(Pointing and labeling entries)
——————————

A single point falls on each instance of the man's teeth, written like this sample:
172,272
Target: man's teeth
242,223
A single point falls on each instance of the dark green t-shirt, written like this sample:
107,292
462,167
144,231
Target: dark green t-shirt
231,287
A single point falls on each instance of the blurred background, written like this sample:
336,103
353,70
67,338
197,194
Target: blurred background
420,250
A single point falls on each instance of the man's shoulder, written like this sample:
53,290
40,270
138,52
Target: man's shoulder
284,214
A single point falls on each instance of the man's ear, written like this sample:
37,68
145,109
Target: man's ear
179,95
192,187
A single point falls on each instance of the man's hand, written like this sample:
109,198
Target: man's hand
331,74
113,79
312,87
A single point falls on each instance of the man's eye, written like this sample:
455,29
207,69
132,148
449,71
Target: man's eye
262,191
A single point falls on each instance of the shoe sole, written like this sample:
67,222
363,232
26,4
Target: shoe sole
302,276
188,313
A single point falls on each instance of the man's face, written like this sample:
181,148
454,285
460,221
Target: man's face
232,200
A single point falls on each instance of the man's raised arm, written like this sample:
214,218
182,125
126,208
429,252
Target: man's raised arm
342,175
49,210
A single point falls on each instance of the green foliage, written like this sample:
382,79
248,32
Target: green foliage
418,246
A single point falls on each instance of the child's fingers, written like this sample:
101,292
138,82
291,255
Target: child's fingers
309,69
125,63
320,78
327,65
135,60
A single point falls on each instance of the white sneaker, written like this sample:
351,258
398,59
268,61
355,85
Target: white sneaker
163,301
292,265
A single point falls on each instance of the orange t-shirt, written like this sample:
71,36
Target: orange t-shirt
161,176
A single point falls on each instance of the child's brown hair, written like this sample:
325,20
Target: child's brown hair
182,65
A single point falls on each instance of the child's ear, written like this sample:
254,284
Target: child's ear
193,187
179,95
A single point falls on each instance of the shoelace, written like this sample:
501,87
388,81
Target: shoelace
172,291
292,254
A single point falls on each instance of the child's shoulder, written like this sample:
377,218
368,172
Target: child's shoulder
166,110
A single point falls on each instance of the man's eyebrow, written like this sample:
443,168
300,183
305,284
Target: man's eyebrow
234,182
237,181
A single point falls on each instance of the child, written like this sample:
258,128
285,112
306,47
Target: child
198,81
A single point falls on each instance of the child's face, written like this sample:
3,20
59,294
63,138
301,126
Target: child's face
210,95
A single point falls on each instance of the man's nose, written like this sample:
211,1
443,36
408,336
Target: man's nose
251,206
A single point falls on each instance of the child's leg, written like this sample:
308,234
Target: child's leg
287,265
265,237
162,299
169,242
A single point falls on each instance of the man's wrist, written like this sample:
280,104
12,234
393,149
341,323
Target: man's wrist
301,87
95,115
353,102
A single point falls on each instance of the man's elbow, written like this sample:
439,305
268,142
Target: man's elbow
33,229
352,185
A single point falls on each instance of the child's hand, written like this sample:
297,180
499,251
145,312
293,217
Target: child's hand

——————————

GIVEN EXERCISE: Print every record above exactly as written.

SOLUTION FOR THIS PROBLEM:
A single point falls on each instance of the man's teeth, written like this sample:
172,272
Target: man's teeth
242,223
A single point falls on each instance of the dark green t-shirt, written like this sample:
107,292
462,167
144,231
Target: dark green t-shirt
231,287
A single point falls on each instance of the blurred background, written like this sample:
336,103
353,70
67,338
197,194
Target: blurred background
420,250
A single point falls on each instance of the man's shoulder, written like this sample:
53,290
40,270
138,52
Target: man's shoulder
284,214
A single point falls on each instance of the man's ear, written like this sample:
37,68
145,109
Target: man's ear
179,95
192,187
A single point falls on each instance of the man's hand, written like this sample:
109,198
Target: man's hand
331,74
113,79
312,87
A single point falls on each instance of the man's eye, written like this sample:
455,29
207,69
132,148
449,71
Target: man's eye
262,191
A single point falls on each instance of the shoe sole, written like this sample:
67,222
363,232
26,4
Target: shoe sole
302,276
188,313
A single point falls on each instance of the man's face, written like this sample:
181,148
454,285
460,221
Target: man's face
232,200
A single point falls on each instance of the man's raised arm, written like this sample:
214,218
182,125
126,208
429,252
Target: man's raised arm
342,175
49,210
A single point falls on each instance of the green foliage, written like this sample:
382,79
248,32
Target: green foliage
418,246
A single point falls on each instance of the child's fingers, written like this sample:
101,292
138,82
291,255
Target: child's fingers
309,69
125,63
320,78
327,65
135,60
A single point falls on each instance of the white sneaker, written like this sample:
351,258
398,59
268,61
355,85
Target: white sneaker
163,301
292,265
A single point falls on each instance of the orange t-shirt, written like this sample:
71,36
Target: orange t-shirt
161,176
A single point falls on each instance of the child's brown hair, written like this sample:
325,20
Target: child's brown hair
182,65
A single point falls on each instance of the child's ear, written like this sample:
254,284
Target: child's ear
193,187
179,95
A single point falls on each instance of the shoelace, written like this sample:
501,87
388,81
Target: shoelace
172,291
292,254
A single point falls on each instance of the child's shoulder, written like this sample:
377,218
368,172
Target: child's shoulder
166,110
A single point falls on each instance of the man's eyebrow, written like this sample:
443,168
300,183
305,284
Target: man's eyebrow
234,182
237,181
A single point falls on each instance of the child, written like this sample:
258,128
285,112
306,47
Target: child
198,81
A single point falls on each instance of the child's face, written like this sample:
3,20
59,294
63,138
301,126
Target: child's face
210,95
A single point falls on each instance of the man's nose, written like this sample:
211,1
443,36
408,336
Target: man's nose
251,206
A single point falls on each instance of the child's leg, written like this sample:
308,234
Target: child's leg
287,265
265,237
162,299
169,242
A single point falls on each instance of the man's wrist, written like this sample:
280,104
12,234
393,149
341,323
Target: man's wrist
301,87
95,115
353,102
A single point falls on each instance of the man's elbow, written like this sample:
439,305
268,142
Target: man's elbow
33,229
352,185
A single point falls on each instance of the child's hand, written like this sample:
297,180
499,251
145,312
293,217
Target: child's hand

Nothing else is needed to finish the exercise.